> [How to complete this task]: Read the material below and count the lines holding the string "fingernail". Give that count with nothing added.

> [Data for this task]:
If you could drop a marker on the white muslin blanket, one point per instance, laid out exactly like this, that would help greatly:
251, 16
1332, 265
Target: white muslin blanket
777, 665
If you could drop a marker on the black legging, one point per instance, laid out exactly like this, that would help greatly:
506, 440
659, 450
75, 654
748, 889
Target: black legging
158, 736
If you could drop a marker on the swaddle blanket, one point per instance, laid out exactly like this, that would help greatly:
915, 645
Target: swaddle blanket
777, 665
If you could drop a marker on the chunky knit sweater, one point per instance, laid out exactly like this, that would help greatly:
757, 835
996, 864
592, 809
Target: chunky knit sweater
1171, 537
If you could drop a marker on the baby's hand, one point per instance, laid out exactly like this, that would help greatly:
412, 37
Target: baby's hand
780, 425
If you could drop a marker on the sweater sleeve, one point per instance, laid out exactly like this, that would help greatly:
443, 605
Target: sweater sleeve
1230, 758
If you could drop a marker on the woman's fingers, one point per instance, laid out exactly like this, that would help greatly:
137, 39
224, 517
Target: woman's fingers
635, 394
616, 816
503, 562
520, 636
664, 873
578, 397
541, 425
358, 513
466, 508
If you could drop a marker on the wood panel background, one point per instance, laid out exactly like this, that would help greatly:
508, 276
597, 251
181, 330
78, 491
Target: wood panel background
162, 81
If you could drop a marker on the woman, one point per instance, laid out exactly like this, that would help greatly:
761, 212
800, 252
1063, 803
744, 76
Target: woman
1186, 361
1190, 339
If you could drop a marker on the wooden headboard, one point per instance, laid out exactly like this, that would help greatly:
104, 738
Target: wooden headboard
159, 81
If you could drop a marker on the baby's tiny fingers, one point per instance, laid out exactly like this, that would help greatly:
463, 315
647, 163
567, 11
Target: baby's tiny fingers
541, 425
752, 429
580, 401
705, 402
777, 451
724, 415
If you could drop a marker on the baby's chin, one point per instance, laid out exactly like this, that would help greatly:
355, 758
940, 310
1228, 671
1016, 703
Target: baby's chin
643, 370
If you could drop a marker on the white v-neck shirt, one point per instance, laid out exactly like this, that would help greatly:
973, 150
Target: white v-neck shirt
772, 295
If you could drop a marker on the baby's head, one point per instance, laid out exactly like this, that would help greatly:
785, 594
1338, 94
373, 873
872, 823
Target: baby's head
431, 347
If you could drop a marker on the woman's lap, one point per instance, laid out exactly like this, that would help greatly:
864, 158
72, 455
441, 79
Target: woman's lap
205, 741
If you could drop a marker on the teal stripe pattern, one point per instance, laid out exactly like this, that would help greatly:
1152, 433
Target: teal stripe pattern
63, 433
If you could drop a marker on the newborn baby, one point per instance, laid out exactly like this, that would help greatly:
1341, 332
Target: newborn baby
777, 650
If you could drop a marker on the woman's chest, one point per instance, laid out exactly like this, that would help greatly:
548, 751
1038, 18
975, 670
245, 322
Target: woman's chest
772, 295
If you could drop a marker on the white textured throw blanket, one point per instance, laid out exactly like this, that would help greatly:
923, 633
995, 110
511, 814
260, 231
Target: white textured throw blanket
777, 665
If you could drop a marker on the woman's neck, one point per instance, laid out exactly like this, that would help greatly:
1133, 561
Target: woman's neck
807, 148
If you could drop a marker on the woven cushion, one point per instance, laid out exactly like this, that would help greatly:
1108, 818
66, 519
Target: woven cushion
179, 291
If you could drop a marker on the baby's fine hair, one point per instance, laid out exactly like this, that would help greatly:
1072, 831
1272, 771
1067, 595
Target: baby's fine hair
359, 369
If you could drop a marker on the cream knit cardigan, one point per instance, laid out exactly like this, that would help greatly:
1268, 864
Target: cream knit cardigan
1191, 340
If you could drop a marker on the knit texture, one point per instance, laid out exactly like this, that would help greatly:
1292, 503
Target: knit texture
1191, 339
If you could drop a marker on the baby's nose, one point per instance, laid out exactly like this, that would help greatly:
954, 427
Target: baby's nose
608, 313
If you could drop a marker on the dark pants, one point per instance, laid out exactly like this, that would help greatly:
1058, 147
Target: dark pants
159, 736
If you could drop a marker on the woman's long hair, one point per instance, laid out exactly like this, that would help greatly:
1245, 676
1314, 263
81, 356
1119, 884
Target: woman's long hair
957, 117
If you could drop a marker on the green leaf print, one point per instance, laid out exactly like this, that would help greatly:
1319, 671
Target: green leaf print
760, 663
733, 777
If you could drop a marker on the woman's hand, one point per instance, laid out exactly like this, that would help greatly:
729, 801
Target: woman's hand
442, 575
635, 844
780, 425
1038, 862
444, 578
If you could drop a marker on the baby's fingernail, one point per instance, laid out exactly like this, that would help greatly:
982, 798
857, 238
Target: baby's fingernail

> [Result for this exercise]: 2